Activity.
In the material below, find the line containing "Target: insect thorax" and the line containing "Target: goldenrod flower cluster", then reproduce exactly both of them and every line between, and nothing else.

Provided data.
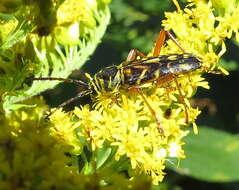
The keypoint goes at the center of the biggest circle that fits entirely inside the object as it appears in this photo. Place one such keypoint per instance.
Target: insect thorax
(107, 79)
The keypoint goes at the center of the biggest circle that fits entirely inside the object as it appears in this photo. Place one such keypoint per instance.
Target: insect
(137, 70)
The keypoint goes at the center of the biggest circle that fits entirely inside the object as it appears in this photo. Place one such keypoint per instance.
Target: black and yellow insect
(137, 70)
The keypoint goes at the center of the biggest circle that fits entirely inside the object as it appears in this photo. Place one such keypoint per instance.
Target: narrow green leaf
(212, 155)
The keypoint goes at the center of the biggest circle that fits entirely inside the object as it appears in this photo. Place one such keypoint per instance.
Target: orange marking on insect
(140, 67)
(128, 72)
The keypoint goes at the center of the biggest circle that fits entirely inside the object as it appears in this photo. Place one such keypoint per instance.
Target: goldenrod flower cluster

==

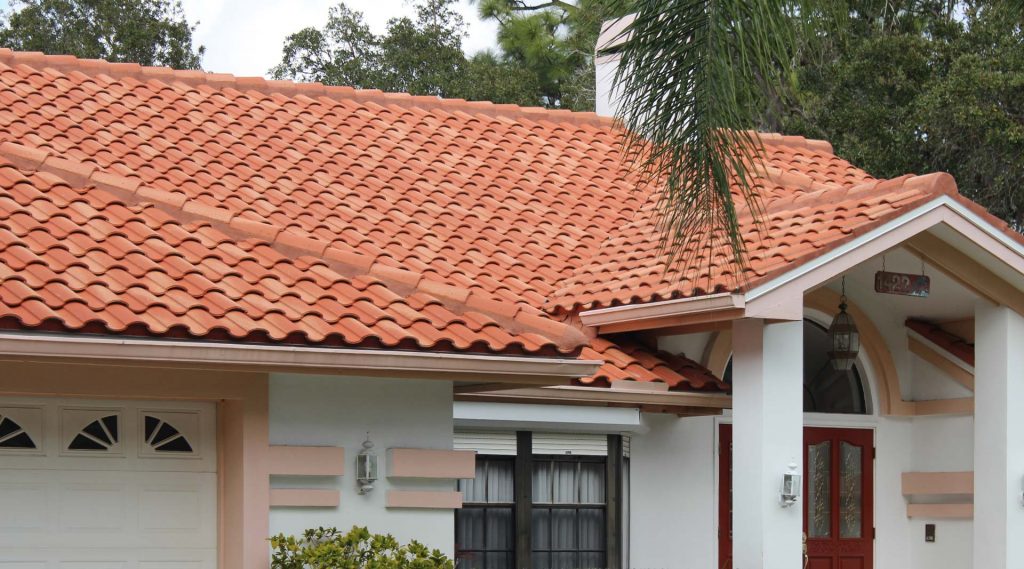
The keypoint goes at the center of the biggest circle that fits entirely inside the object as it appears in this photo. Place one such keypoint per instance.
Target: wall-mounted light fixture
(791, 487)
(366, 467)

Response to the exercise.
Target: insect thorax
(107, 79)
The keypoint goes at the center of the biggest circle that fits entirely inside the object as it appears in this photo. Place one such keypoint per instance.
Target: insect
(137, 70)
The keypoint goes at the center of the biggest circle that fits entirely inside the object as it appears in this photo. Place one such keypoint per instance.
Target: black and yellow insect
(137, 70)
The keypoint goes at the center of the biggest circle that fits entirely inside the object as it appears in this photo. Place one such keypoint per instance.
Target: narrow green leaf
(212, 155)
The keypoint goes at the center of the biggest circle that fits entirely inside the object as it appears in this photo. Place one such keypoint per instance.
Target: orange marking on insect
(140, 67)
(128, 72)
The keypoint goes at the center of the biggest circle that fits entirely inside the object as it appears in this photo. Place one such keypoint per instance.
Target: goldenrod flower cluster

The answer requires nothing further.